◆ **YOUR GOAL**:
When a line in the entries below contains "tree", tally it; give the tally with nothing added.

◆ **PROVIDED ENTRIES**:
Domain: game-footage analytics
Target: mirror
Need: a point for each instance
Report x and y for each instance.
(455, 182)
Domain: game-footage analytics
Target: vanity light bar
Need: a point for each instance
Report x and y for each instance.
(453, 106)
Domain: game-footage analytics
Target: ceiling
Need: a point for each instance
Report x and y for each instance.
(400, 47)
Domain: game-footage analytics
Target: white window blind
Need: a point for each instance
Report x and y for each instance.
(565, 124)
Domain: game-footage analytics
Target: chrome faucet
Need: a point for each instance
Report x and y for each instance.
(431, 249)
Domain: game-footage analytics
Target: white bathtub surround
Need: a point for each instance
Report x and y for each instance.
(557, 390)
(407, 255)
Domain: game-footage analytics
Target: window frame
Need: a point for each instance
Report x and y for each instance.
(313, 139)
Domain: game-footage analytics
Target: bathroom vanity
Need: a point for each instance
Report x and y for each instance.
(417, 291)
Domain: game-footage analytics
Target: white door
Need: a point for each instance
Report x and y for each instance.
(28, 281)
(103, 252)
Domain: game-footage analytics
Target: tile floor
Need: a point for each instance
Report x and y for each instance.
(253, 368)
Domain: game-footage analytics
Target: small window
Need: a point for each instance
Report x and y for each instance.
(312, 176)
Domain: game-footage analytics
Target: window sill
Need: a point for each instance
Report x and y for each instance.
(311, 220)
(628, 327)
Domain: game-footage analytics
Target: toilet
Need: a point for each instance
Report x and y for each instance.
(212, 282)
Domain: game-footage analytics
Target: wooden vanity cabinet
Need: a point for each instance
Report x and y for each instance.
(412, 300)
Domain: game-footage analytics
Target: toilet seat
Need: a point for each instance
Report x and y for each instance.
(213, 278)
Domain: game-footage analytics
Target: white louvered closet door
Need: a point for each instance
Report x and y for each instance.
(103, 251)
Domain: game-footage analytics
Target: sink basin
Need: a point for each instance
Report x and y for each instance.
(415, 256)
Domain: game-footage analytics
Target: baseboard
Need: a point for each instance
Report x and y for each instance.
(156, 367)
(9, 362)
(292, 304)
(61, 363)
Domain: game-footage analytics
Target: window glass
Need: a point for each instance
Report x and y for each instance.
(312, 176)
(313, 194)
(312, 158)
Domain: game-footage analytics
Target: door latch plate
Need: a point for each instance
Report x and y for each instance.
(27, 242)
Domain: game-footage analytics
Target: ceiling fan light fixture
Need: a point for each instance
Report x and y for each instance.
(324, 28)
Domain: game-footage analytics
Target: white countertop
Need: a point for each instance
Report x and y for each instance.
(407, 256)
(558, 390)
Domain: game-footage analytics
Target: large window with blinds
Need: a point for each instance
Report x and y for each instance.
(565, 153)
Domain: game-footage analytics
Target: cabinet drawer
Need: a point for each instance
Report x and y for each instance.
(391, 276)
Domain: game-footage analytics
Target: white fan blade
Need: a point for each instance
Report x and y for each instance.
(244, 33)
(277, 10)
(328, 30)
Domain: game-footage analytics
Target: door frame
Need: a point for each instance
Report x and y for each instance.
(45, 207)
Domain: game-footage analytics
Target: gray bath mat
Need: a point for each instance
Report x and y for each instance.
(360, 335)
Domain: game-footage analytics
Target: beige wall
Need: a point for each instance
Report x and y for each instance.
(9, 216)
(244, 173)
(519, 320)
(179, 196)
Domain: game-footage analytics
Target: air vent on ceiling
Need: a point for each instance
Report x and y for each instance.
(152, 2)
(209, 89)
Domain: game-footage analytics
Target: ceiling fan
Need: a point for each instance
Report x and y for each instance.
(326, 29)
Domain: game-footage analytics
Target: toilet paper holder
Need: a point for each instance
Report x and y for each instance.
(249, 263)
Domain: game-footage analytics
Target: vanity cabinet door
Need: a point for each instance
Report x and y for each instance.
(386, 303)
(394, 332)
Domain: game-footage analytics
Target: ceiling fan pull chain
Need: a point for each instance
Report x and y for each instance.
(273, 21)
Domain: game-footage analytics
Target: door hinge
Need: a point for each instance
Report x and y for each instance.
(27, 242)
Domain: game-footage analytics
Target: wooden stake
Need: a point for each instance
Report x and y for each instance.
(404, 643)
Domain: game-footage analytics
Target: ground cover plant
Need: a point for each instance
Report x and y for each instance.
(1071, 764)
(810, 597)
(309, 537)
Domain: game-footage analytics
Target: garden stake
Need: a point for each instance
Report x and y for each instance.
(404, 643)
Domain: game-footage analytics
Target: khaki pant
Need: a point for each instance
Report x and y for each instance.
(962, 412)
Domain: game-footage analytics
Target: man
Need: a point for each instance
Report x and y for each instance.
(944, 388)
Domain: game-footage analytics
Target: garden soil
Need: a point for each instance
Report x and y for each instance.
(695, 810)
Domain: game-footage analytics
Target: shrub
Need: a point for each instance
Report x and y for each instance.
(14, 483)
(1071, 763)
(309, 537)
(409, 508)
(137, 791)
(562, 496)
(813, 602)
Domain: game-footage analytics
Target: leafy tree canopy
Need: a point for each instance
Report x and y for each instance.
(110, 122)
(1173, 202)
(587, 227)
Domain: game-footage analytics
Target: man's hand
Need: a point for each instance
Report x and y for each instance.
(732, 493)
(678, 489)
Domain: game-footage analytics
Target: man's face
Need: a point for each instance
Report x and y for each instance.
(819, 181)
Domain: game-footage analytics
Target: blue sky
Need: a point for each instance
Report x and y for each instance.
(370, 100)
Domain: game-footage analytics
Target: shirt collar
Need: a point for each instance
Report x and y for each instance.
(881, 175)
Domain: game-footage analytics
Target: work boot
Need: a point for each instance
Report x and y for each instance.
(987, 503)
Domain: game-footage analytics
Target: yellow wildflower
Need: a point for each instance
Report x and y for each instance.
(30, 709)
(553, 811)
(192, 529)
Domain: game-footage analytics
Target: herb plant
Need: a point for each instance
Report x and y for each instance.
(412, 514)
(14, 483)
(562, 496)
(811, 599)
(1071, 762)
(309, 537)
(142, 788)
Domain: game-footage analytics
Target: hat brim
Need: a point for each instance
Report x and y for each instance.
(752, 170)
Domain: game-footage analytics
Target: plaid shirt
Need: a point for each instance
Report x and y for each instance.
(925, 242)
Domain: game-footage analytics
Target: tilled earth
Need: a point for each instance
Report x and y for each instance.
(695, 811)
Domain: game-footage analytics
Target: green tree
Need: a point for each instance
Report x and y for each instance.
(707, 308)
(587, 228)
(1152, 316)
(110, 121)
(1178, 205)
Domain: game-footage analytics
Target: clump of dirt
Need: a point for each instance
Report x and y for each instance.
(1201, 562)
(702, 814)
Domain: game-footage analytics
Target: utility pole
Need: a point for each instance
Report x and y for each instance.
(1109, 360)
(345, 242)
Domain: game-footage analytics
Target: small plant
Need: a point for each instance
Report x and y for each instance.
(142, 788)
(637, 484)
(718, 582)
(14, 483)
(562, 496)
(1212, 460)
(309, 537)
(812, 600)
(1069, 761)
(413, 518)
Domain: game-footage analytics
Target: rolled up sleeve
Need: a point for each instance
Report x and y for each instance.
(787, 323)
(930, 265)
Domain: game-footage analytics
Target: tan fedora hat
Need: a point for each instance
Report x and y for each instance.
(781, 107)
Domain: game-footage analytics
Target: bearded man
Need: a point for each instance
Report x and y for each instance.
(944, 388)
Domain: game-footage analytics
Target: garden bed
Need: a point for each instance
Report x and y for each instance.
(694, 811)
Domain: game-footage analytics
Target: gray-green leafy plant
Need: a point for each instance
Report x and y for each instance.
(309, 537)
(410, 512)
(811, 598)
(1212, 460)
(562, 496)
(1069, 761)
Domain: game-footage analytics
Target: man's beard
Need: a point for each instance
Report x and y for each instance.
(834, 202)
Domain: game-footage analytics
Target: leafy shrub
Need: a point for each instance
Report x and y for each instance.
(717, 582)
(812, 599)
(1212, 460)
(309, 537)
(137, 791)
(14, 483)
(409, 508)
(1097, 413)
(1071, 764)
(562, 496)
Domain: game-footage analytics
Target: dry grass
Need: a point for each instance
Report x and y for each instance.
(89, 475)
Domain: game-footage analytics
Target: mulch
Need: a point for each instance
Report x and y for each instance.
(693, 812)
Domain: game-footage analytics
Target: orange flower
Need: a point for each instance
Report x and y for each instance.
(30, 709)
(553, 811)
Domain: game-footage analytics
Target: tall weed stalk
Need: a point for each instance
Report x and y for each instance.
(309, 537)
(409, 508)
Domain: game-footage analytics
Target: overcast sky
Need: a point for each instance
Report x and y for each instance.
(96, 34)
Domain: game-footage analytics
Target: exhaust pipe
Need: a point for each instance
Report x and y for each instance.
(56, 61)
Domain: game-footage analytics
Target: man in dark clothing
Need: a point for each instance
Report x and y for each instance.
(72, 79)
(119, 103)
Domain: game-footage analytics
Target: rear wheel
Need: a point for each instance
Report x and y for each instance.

◆ **RESPONSE FOR THIS EXERCISE**:
2